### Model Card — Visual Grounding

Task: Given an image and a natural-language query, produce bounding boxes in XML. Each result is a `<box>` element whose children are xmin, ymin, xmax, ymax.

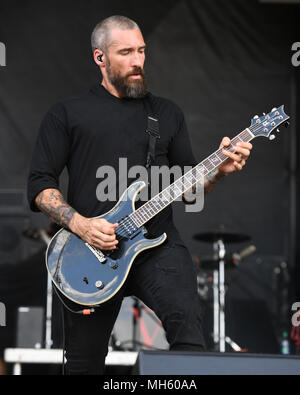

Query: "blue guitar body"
<box><xmin>46</xmin><ymin>181</ymin><xmax>167</xmax><ymax>306</ymax></box>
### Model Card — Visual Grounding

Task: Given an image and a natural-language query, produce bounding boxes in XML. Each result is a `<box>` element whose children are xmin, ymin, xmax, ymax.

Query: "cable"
<box><xmin>52</xmin><ymin>284</ymin><xmax>95</xmax><ymax>376</ymax></box>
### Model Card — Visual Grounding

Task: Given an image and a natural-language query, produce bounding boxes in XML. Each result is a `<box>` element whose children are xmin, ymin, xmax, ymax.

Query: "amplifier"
<box><xmin>132</xmin><ymin>351</ymin><xmax>300</xmax><ymax>376</ymax></box>
<box><xmin>16</xmin><ymin>307</ymin><xmax>45</xmax><ymax>348</ymax></box>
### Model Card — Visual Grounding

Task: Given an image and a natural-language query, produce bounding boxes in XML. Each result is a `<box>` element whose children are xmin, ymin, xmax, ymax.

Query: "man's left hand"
<box><xmin>219</xmin><ymin>137</ymin><xmax>252</xmax><ymax>174</ymax></box>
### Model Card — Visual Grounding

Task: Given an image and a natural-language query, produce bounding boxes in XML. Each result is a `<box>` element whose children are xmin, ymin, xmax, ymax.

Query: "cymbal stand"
<box><xmin>39</xmin><ymin>229</ymin><xmax>53</xmax><ymax>349</ymax></box>
<box><xmin>213</xmin><ymin>239</ymin><xmax>242</xmax><ymax>352</ymax></box>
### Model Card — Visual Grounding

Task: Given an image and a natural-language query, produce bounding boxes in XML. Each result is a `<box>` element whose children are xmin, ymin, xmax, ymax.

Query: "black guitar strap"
<box><xmin>143</xmin><ymin>94</ymin><xmax>160</xmax><ymax>170</ymax></box>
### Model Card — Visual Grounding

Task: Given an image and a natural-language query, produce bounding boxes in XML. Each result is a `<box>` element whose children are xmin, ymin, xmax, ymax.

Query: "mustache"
<box><xmin>126</xmin><ymin>66</ymin><xmax>145</xmax><ymax>77</ymax></box>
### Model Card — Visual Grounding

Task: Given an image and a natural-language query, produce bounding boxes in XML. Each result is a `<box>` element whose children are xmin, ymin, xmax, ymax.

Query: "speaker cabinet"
<box><xmin>16</xmin><ymin>307</ymin><xmax>44</xmax><ymax>348</ymax></box>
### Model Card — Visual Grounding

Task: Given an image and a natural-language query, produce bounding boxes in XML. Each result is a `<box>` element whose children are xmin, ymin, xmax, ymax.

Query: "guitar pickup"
<box><xmin>85</xmin><ymin>243</ymin><xmax>107</xmax><ymax>263</ymax></box>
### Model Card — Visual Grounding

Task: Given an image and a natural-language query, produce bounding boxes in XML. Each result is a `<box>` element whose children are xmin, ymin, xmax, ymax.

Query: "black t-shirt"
<box><xmin>28</xmin><ymin>84</ymin><xmax>196</xmax><ymax>244</ymax></box>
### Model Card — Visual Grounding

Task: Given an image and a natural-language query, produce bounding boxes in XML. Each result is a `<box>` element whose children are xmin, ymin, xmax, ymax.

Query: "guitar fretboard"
<box><xmin>130</xmin><ymin>129</ymin><xmax>255</xmax><ymax>227</ymax></box>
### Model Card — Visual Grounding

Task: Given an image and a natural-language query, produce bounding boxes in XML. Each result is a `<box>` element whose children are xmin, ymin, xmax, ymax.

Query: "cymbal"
<box><xmin>193</xmin><ymin>230</ymin><xmax>251</xmax><ymax>243</ymax></box>
<box><xmin>199</xmin><ymin>258</ymin><xmax>237</xmax><ymax>270</ymax></box>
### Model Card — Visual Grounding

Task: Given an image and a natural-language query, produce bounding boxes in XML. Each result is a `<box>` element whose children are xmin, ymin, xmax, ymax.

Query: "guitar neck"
<box><xmin>130</xmin><ymin>128</ymin><xmax>255</xmax><ymax>227</ymax></box>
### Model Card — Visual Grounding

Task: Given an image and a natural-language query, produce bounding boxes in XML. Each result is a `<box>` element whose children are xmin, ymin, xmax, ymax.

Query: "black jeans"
<box><xmin>64</xmin><ymin>241</ymin><xmax>205</xmax><ymax>374</ymax></box>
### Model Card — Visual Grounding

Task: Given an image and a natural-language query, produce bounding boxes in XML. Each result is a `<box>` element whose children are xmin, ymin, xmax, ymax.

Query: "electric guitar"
<box><xmin>46</xmin><ymin>106</ymin><xmax>289</xmax><ymax>306</ymax></box>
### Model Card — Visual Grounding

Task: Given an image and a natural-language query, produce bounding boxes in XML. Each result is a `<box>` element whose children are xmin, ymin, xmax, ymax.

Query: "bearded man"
<box><xmin>28</xmin><ymin>16</ymin><xmax>252</xmax><ymax>374</ymax></box>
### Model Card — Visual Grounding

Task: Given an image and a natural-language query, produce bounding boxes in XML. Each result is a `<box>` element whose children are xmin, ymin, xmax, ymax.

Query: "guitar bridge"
<box><xmin>85</xmin><ymin>243</ymin><xmax>107</xmax><ymax>263</ymax></box>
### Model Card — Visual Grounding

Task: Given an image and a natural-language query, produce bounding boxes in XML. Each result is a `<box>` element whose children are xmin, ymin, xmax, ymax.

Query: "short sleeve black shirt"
<box><xmin>28</xmin><ymin>84</ymin><xmax>196</xmax><ymax>244</ymax></box>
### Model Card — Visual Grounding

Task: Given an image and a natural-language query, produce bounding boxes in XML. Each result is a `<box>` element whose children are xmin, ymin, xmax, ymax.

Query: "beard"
<box><xmin>106</xmin><ymin>62</ymin><xmax>147</xmax><ymax>99</ymax></box>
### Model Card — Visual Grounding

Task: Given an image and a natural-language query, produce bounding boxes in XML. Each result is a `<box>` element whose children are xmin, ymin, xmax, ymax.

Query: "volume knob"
<box><xmin>95</xmin><ymin>280</ymin><xmax>104</xmax><ymax>289</ymax></box>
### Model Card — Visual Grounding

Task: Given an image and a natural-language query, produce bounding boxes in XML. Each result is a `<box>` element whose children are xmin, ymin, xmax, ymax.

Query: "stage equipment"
<box><xmin>23</xmin><ymin>224</ymin><xmax>58</xmax><ymax>349</ymax></box>
<box><xmin>46</xmin><ymin>106</ymin><xmax>289</xmax><ymax>306</ymax></box>
<box><xmin>193</xmin><ymin>230</ymin><xmax>252</xmax><ymax>352</ymax></box>
<box><xmin>109</xmin><ymin>296</ymin><xmax>169</xmax><ymax>351</ymax></box>
<box><xmin>0</xmin><ymin>189</ymin><xmax>29</xmax><ymax>264</ymax></box>
<box><xmin>16</xmin><ymin>307</ymin><xmax>44</xmax><ymax>348</ymax></box>
<box><xmin>132</xmin><ymin>351</ymin><xmax>300</xmax><ymax>376</ymax></box>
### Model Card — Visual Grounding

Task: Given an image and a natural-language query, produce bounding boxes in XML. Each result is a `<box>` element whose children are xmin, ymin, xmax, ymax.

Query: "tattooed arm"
<box><xmin>183</xmin><ymin>169</ymin><xmax>226</xmax><ymax>204</ymax></box>
<box><xmin>35</xmin><ymin>189</ymin><xmax>118</xmax><ymax>250</ymax></box>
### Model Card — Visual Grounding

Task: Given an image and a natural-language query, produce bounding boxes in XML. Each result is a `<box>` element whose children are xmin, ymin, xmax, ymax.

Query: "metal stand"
<box><xmin>38</xmin><ymin>229</ymin><xmax>53</xmax><ymax>349</ymax></box>
<box><xmin>132</xmin><ymin>297</ymin><xmax>142</xmax><ymax>351</ymax></box>
<box><xmin>213</xmin><ymin>239</ymin><xmax>242</xmax><ymax>352</ymax></box>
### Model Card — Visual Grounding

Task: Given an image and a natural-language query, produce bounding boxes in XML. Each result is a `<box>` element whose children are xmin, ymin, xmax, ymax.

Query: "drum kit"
<box><xmin>193</xmin><ymin>227</ymin><xmax>256</xmax><ymax>352</ymax></box>
<box><xmin>23</xmin><ymin>227</ymin><xmax>256</xmax><ymax>352</ymax></box>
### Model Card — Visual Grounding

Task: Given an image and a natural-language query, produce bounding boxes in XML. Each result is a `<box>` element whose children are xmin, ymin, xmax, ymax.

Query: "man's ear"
<box><xmin>94</xmin><ymin>49</ymin><xmax>104</xmax><ymax>67</ymax></box>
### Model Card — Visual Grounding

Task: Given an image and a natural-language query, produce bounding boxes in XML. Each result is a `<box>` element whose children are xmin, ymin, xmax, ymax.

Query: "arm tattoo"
<box><xmin>36</xmin><ymin>189</ymin><xmax>76</xmax><ymax>228</ymax></box>
<box><xmin>204</xmin><ymin>169</ymin><xmax>225</xmax><ymax>193</ymax></box>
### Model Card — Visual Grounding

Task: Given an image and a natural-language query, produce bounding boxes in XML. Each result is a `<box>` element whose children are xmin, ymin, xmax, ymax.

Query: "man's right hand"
<box><xmin>35</xmin><ymin>188</ymin><xmax>118</xmax><ymax>250</ymax></box>
<box><xmin>70</xmin><ymin>213</ymin><xmax>118</xmax><ymax>250</ymax></box>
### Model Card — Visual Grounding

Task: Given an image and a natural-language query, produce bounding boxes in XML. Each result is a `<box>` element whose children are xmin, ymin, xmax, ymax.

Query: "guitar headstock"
<box><xmin>249</xmin><ymin>105</ymin><xmax>290</xmax><ymax>140</ymax></box>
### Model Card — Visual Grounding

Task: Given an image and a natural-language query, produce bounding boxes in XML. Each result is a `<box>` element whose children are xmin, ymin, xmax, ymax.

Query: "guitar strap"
<box><xmin>143</xmin><ymin>93</ymin><xmax>160</xmax><ymax>170</ymax></box>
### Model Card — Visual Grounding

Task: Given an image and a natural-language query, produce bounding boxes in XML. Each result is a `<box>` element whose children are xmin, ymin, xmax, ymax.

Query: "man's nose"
<box><xmin>131</xmin><ymin>52</ymin><xmax>145</xmax><ymax>68</ymax></box>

TASK GOAL: Pull out every line of the items that contains the word "guitar", treating case as significant.

COMPLETED TASK:
Query: "blue guitar body"
Query: "black guitar strap"
Query: "guitar pickup"
Query: "guitar fretboard"
Query: "guitar neck"
Query: "electric guitar"
Query: "guitar bridge"
Query: "guitar headstock"
Query: "guitar strap"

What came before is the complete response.